Collected data entries:
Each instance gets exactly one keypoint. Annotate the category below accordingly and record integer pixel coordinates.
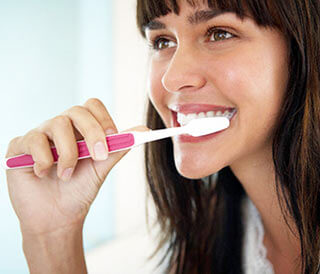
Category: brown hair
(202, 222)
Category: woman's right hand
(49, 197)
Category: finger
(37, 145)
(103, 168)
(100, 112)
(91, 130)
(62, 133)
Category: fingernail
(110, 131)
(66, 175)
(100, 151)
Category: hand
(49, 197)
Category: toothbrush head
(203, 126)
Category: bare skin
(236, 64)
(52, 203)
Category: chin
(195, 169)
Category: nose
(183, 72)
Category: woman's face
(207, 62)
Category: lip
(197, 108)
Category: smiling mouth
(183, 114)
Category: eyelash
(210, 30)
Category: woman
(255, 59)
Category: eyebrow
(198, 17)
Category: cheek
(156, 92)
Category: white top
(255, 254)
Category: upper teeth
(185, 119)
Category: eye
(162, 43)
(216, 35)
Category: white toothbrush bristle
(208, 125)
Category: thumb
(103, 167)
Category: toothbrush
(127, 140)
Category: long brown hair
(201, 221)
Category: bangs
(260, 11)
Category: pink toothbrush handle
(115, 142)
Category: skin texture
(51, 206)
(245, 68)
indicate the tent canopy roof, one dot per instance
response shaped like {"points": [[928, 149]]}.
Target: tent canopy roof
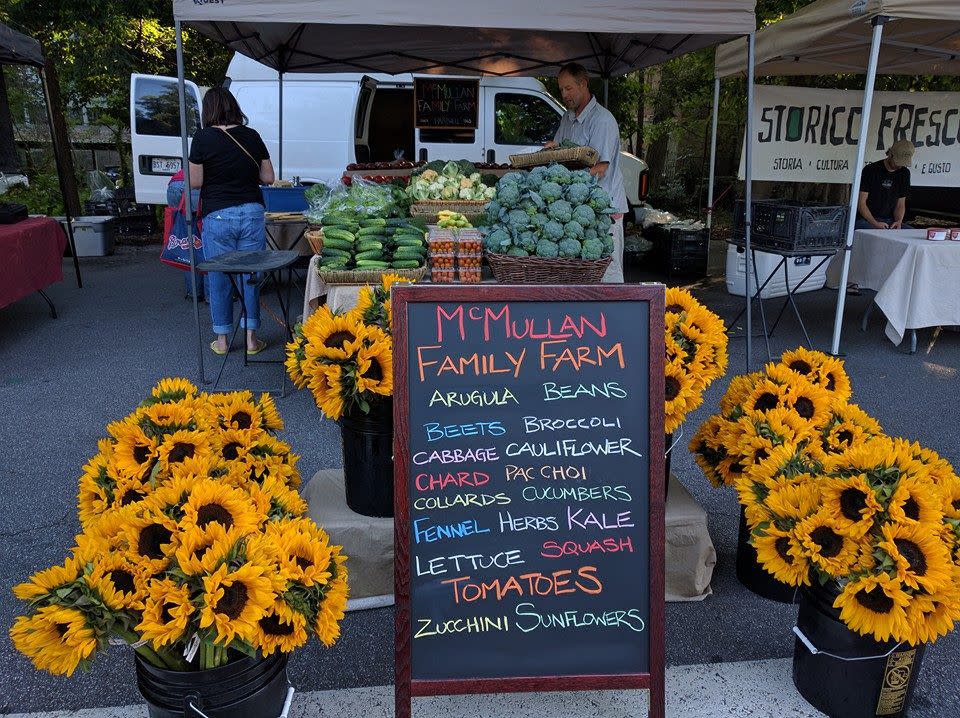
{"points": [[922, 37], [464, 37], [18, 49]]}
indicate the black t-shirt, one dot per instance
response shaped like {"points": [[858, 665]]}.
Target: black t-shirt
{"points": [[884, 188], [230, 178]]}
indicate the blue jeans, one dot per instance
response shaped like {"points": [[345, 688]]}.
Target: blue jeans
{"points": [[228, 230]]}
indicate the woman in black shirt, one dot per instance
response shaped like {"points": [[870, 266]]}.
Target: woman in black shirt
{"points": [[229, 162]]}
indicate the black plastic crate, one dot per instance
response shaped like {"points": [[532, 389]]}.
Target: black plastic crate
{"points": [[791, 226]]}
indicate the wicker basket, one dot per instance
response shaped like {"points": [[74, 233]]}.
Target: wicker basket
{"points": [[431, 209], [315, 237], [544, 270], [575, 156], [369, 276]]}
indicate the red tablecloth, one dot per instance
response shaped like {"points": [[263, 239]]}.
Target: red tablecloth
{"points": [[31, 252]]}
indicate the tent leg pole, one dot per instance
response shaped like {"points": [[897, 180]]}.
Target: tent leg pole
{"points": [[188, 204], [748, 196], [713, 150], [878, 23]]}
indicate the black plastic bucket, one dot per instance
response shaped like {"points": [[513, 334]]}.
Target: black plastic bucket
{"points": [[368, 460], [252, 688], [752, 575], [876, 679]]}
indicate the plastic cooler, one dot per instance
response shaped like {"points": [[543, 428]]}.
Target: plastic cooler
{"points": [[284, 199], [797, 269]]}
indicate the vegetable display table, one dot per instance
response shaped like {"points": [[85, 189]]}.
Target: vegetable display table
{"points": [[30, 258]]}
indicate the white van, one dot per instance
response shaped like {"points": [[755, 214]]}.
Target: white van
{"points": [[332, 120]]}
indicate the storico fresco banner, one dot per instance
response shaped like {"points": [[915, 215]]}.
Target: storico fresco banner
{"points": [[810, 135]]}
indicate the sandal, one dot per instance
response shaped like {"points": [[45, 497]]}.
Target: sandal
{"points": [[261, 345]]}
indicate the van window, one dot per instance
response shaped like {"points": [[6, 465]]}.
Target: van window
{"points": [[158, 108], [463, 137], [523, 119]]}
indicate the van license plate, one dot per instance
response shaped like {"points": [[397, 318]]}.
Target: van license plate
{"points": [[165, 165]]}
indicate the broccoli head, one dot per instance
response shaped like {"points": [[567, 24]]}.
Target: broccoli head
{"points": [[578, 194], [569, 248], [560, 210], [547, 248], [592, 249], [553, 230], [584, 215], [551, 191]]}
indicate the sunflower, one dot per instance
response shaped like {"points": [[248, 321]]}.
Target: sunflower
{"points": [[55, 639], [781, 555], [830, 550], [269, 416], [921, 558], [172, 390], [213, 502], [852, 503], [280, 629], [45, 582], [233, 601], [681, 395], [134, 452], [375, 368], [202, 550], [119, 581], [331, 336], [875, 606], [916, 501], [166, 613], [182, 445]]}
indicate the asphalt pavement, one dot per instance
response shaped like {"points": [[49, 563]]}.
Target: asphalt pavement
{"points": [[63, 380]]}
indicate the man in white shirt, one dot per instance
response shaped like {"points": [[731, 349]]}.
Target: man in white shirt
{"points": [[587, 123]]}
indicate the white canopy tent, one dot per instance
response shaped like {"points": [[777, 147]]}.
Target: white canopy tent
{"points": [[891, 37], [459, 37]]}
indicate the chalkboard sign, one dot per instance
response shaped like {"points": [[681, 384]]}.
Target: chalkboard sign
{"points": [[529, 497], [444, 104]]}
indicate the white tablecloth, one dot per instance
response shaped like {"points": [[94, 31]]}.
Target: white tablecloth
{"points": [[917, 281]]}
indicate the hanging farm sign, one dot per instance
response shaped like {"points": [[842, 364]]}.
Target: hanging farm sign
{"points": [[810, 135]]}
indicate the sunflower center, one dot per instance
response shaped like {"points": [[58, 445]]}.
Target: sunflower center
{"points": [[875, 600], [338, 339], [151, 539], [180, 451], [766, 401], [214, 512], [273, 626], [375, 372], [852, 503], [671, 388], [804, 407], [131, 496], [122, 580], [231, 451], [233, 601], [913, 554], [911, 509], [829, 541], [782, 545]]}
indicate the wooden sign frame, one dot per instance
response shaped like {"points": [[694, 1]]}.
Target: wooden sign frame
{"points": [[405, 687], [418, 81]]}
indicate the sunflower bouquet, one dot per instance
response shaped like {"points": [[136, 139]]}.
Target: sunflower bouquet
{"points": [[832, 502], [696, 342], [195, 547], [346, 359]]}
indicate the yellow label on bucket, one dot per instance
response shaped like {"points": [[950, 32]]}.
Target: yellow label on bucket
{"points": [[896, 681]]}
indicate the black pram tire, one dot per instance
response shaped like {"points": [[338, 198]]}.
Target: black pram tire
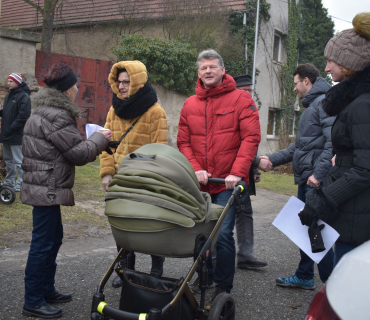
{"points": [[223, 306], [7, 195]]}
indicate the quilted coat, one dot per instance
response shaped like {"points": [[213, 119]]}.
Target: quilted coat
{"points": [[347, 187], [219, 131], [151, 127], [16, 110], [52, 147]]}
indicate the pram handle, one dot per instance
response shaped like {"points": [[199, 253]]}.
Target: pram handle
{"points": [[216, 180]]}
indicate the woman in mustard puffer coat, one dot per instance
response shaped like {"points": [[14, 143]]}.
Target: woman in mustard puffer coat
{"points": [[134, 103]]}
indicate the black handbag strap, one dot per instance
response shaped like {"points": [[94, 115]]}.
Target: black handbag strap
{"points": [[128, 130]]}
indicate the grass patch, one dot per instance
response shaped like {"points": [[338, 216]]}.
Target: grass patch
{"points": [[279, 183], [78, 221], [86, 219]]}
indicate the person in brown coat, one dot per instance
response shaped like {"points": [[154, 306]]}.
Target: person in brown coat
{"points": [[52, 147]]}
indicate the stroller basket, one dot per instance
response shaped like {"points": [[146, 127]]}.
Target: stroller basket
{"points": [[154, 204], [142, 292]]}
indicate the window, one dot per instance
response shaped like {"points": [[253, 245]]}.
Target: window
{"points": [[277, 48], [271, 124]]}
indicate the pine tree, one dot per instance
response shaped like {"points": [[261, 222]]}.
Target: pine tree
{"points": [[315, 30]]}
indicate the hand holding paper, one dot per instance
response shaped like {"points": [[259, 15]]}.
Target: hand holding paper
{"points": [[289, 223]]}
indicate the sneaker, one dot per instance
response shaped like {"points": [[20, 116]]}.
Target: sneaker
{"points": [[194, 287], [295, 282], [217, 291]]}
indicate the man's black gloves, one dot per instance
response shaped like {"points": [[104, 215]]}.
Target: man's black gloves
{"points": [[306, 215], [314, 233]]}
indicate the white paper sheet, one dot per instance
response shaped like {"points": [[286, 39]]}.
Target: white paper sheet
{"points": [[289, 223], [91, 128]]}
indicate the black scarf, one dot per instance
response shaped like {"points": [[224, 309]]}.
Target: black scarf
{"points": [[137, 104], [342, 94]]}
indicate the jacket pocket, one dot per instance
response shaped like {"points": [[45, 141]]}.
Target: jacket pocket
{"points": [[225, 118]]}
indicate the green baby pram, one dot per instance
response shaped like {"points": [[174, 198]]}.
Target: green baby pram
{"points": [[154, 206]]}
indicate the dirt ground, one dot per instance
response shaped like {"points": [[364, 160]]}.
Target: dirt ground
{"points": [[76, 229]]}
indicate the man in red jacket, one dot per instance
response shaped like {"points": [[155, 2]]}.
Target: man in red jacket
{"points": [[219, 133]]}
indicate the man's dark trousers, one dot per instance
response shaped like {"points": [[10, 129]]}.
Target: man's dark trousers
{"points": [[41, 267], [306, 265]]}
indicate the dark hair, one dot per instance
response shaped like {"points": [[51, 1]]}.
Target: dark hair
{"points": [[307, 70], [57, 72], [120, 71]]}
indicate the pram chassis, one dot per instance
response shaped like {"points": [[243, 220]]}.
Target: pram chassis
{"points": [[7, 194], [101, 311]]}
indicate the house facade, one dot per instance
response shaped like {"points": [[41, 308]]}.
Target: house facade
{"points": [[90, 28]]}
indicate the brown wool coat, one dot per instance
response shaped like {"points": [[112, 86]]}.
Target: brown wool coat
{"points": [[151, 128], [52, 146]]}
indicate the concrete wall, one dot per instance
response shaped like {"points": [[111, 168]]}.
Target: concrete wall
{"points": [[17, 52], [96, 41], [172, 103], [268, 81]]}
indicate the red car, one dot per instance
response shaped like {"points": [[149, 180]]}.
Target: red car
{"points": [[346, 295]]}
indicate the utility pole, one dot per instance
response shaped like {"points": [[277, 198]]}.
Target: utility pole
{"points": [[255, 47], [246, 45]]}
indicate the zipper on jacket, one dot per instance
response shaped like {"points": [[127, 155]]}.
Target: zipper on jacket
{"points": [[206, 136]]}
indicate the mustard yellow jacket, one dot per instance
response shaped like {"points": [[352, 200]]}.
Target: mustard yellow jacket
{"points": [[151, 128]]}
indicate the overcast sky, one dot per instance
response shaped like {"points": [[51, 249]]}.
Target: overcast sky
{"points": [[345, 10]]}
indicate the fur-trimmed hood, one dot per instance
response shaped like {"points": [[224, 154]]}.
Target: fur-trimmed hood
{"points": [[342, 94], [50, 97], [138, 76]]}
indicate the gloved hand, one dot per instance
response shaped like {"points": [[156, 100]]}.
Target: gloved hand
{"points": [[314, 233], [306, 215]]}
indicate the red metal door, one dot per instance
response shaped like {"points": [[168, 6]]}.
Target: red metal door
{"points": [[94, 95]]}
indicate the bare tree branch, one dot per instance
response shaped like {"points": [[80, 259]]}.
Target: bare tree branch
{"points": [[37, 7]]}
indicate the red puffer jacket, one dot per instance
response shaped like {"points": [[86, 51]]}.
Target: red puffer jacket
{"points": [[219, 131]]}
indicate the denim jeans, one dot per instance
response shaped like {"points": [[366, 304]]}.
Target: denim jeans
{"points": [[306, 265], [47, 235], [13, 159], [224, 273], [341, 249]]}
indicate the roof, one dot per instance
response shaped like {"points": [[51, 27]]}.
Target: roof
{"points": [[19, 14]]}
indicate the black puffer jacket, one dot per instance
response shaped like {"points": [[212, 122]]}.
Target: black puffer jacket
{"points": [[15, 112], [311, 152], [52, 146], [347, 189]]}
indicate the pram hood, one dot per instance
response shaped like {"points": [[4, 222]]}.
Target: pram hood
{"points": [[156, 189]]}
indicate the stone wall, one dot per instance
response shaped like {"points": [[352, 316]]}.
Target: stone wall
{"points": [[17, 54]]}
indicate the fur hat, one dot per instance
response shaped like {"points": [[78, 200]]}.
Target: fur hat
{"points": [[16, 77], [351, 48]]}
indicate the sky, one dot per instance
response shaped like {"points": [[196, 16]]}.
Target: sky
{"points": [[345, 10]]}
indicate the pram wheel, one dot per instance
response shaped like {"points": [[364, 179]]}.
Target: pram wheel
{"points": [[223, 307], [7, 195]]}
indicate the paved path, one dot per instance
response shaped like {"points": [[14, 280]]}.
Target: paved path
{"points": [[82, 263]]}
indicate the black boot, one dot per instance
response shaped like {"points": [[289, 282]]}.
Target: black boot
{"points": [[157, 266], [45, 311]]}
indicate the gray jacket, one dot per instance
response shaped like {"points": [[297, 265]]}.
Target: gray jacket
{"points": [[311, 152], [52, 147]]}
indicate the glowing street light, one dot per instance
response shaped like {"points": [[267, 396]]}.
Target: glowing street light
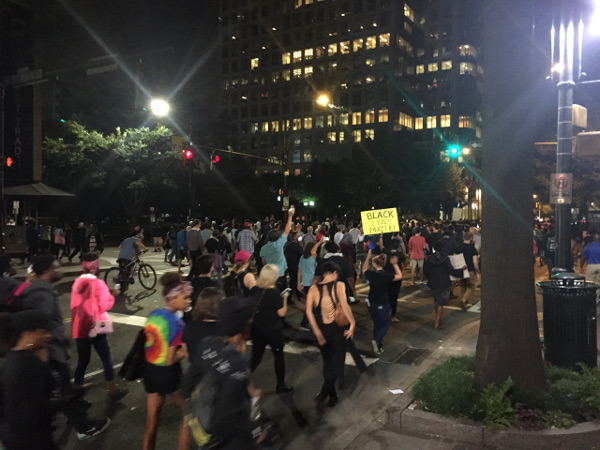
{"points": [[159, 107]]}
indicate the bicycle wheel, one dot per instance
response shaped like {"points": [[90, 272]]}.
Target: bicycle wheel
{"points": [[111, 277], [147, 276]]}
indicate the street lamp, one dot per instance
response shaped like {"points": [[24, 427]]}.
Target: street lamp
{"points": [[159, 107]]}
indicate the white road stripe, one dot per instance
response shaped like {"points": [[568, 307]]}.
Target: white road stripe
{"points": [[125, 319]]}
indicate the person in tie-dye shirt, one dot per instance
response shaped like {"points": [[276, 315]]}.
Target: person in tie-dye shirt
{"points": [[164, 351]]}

Problem details: Begin at the line above that has "indicate the hand" and stop after the line that has "indicate the black scarf, one", copying each line exactly and adding nothing else.

Task solution:
indicate the hand holding paper, one dot per instance
response shaped like {"points": [[259, 15]]}.
Target: hand holding paper
{"points": [[289, 223]]}
indicate the sneaker, one dot per instance
response shaped like {"points": [[20, 116]]}.
Target: sneaker
{"points": [[194, 287], [295, 282], [217, 291]]}
indicate the man's black gloves, one dot per instance
response shaped like {"points": [[104, 215]]}.
Target: man's black gloves
{"points": [[306, 215], [314, 233]]}
indicate the white paper sheet, one dot per instance
response shaped like {"points": [[286, 39]]}.
Target: white paper sheet
{"points": [[289, 223], [91, 128]]}
indicate the black scarf, one dot per instance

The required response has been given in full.